* Begin Excerpted records *

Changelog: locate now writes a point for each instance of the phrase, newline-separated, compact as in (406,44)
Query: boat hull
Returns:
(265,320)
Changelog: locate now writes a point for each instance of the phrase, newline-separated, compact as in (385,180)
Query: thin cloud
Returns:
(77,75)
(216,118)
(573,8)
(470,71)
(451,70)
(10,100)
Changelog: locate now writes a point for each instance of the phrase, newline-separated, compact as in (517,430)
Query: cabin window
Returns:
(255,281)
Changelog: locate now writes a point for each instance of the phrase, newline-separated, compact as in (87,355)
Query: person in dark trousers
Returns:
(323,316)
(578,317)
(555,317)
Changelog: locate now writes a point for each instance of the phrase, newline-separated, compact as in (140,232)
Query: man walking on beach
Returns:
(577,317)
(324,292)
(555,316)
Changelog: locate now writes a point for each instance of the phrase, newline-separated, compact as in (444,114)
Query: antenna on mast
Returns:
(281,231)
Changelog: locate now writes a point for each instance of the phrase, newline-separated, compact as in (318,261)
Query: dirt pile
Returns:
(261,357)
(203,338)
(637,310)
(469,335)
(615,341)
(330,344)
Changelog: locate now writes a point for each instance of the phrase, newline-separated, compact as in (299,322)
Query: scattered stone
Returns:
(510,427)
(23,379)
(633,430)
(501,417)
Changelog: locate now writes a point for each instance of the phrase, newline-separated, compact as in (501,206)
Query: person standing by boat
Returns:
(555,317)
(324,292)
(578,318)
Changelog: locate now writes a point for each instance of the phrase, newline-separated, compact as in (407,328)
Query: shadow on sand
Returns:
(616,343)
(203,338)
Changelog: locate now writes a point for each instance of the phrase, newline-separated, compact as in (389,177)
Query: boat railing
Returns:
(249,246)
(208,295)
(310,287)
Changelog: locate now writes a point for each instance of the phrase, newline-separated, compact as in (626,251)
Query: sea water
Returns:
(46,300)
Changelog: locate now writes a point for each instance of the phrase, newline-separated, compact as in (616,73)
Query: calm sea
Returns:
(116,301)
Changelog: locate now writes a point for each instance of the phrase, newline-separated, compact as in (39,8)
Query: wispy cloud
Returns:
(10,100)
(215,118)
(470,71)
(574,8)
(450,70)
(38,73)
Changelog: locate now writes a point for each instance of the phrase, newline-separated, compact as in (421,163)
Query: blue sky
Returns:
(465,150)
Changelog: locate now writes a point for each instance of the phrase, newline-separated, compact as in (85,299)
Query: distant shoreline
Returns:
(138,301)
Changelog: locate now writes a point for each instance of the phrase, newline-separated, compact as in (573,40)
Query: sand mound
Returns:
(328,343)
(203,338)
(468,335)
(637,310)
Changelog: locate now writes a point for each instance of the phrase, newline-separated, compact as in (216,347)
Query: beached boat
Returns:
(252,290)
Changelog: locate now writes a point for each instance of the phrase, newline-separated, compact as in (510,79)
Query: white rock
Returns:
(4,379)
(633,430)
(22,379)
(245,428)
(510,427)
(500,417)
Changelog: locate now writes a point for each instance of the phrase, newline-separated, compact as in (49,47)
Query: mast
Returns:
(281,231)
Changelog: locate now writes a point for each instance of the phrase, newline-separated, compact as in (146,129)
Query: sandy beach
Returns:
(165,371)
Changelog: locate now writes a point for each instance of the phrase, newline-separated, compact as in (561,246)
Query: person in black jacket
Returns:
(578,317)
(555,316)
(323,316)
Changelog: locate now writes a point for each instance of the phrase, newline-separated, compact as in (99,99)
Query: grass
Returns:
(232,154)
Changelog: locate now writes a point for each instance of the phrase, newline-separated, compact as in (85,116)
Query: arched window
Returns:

* End Excerpted records *

### Exercise requirements:
Please reproduce the lines from the one containing "as in (510,79)" through the end of the lines.

### Answer to the task:
Changelog: locate now writes a point for each instance of the phrase, newline-separated, compact as in (510,79)
Query: white rock
Returns:
(4,379)
(633,430)
(22,379)
(245,428)
(510,427)
(500,417)
Changelog: locate now writes a point for each instance of the phrase, newline-separated, compact as in (49,47)
Query: mast
Returns:
(281,231)
Changelog: locate now writes a point for each instance of the phrase, newline-separated, compact as in (146,129)
Query: sandy beach
Returns:
(165,371)
Changelog: locate now writes a point for each instance of the phrase, newline-separated, compact as in (561,246)
Query: person in black jacket
Returns:
(578,317)
(555,316)
(323,316)
Changelog: locate now writes a point for each instance of the phrase, newline-separated, compact as in (99,99)
Query: grass
Returns:
(232,154)
Changelog: locate now writes a point for each instance of the phrase, newline-separated, compact as in (85,116)
Query: arched window
Returns:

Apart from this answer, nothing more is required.